━━━ Trecho citado ━━━

Produções têm grande relevância para o conhecimento, a valorização e o respeito à cultura indígena, hoje tão ameaçada pelas políticas governamentais

Adélia borges


O reconhecimento de algo pressupõe o seu prévio conhecimento. Só se respeita o que se conhece e, tanto quanto possível, compreende. Daí vem a importância dos livretos da Federação das Organizações Indígenas do Rio Negro (FOIRN) e do Instituto Socioambiental (ISA) sobre práticas criativas ancestrais de povos indígenas do Alto Rio Negro. Em 2001 tivemos “Arte Baniwa” e “Banco Tukano”, que ajudaram muita gente a entender melhor esse universo. Duas décadas depois, agora surgem duas novas publicações: “Cerâmica Baniwa” e “Cerâmica Tukano”.

O formato é o mesmo: são livros de bolso, fáceis de transportar e ler. Nada que lembre a pretensão dos coffee-table books, a exigir suportes para serem folheados e que acabam ficando de enfeite na mesa para impressionar as visitas.

As publicações primam pela concisão, sem que isso implique em serem rasas ou superficiais. Ao contrário. Após uma breve apresentação daquele povo indígena, elas explicam, com imagens e textos, o passo a passo de elaboração do artefato: da escolha, coleta e tratamento das matérias-primas aos significados culturais e simbólicos das formas e grafismos empregados. Os objetos são mostrados, assim, como forte expressão da identidade e da visão de mundo daquele povo.

Aprendi muito com os dois exemplares iniciais da série. Em “Arte Baniwa”, fiquei encantada com o inventário dos desenhos dos trançados, no capítulo “Sílabas gráficas”, que mostravam os motivos geométricos empregados nos trançados, em diferentes combinações das talas de arumã em cor natural, preto ou vermelho, cada qual com seu nome e significado. Em “Banco Tukano”, o processo de coleta dos troncos até a aplicação dos grafismos também é ricamente documentado. Tive a alegria de poder usar as fotos do passo a passo na exposição “Kumurõ: Bancos indígenas da Amazônia”, com minha curadoria, realizada em Paris, que integrou a programação do Ano Brasil na França, em 2005. Essa contextualização permitiu uma fruição muito maior sobre o objeto por parte do público.

━━━

_Instrução 1:_
Repita, sem alterações, a parte do texto sobre os livretos da FOIRN e do ISA que começa em "O formato é" e termina em "impressionar as visitas.".
_Instrução 2:_
Responda com base no texto sobre os livretos da FOIRN e do ISA:
(a) Em que ano saíram "Arte Baniwa" e "Banco Tukano"?
(b) Qual capítulo de "Arte Baniwa" traz o inventário dos desenhos dos trançados?
(c) Em que cidade foi realizada a exposição "Kumurõ: Bancos indígenas da Amazônia"?
_Instrução 3:_
Retome o texto sobre os livretos da FOIRN e do ISA a partir da última frase apresentada.
As linhas não entram nesta etapa.

━━━ Dados disponíveis ━━━

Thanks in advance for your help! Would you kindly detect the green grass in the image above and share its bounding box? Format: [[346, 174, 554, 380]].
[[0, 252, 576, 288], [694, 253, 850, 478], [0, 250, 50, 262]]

━━━

_Resultado 1:_
O formato é o mesmo: são livros de bolso, fáceis de transportar e ler. Nada que lembre a pretensão dos coffee-table books, a exigir suportes para serem folheados e que acabam ficando de enfeite na mesa para impressionar as visitas.

_Resultado 2:_
(a) Em 2001.
(b) O capítulo "Sílabas gráficas".
(c) Em Paris.

_Resultado 3:_
Os povos Baniwa e Tukano habitam o Noroeste amazônico, na região conhecida como “cabeça de cachorro”, por ter essa forma no desenho do mapa que delineia a fronteira do Brasil com a Colômbia e a Venezuela. É ali que se situa São Gabriel da Cachoeira, o município mais indígena do Brasil, com área superior à da Inglaterra. A região se distingue por sua diversidade socioambiental e por possuir um histórico de fortalecimento das culturas locais simultaneamente ao incentivo aos intercâmbios entre os povos, resultado da atuação decisiva da Federação das Organizações Indígenas do Rio Negro (Foirn).

É nesse contexto que estão as duas cerâmicas abordadas pelas novas publicações. A Baniwa tem coloração clara, padrões gráficos vermelho-alaranjados e acabamento em verniz vitrificado. É chamada de “cerâmica branca” por alguns. Já a Tukano tem acabamento enegrecido, com pintura em negativo. Ambas são artes exclusivamente femininas e seguem preceitos estritos quanto ao modo de elaboração.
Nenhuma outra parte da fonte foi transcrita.